## Start

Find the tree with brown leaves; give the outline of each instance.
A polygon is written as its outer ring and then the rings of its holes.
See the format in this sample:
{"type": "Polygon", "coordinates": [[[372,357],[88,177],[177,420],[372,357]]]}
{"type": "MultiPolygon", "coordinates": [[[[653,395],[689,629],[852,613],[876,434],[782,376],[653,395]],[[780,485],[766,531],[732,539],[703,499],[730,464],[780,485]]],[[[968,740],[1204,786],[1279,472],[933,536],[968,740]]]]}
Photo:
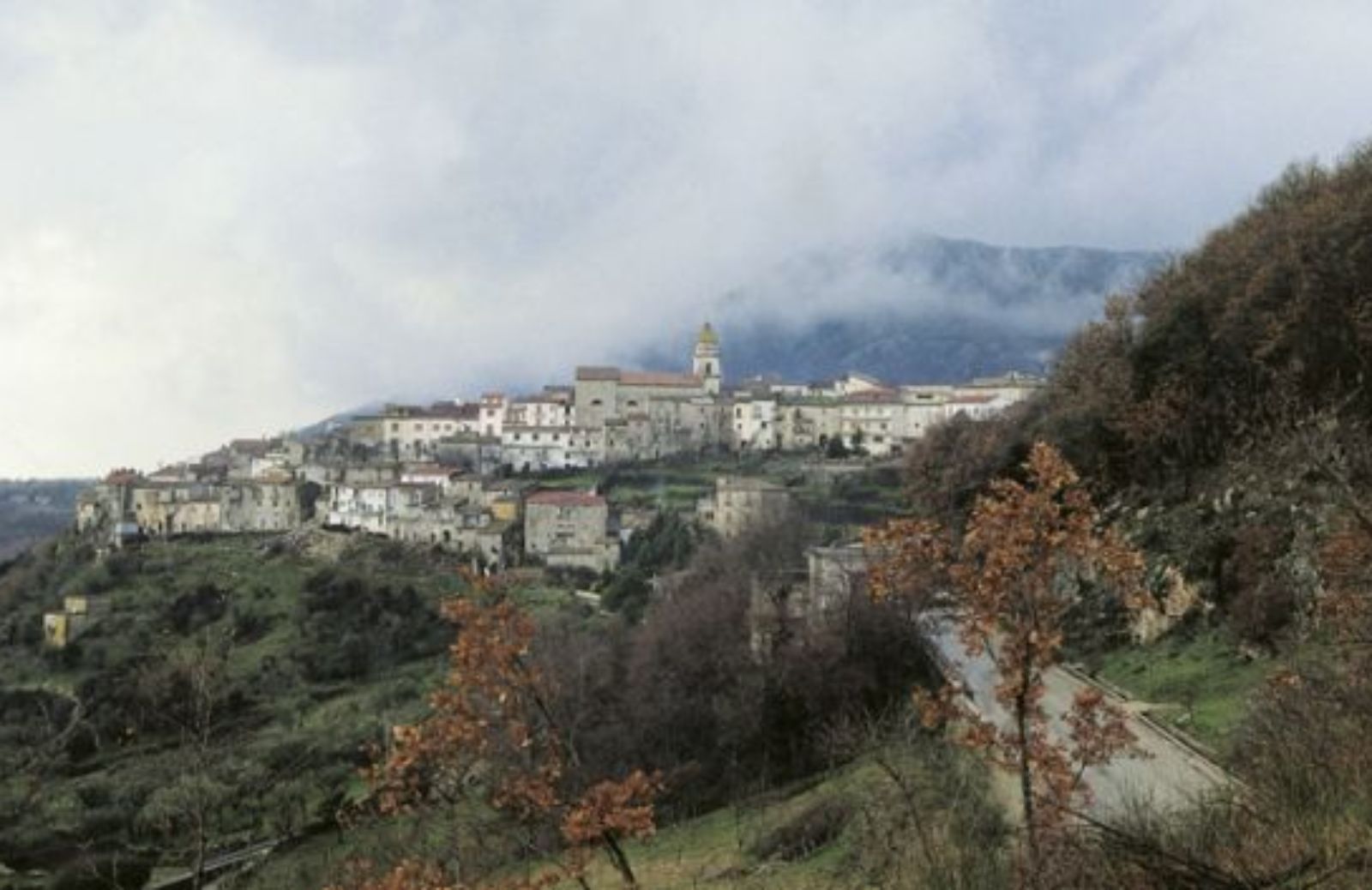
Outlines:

## End

Pick out every line of the entries above that contains the string "coordinates", treating uppercase and lowercase as different, and copy each such line in full.

» Right answer:
{"type": "Polygon", "coordinates": [[[372,357],[88,177],[177,420],[372,357]]]}
{"type": "MultiPolygon", "coordinates": [[[[653,395],[689,629],[852,613],[876,434],[782,376],[653,395]],[[780,485],[766,531],[732,539],[703,499],[730,464],[780,485]]],[[[968,740],[1204,786],[1279,472],[933,536],[968,740]]]]}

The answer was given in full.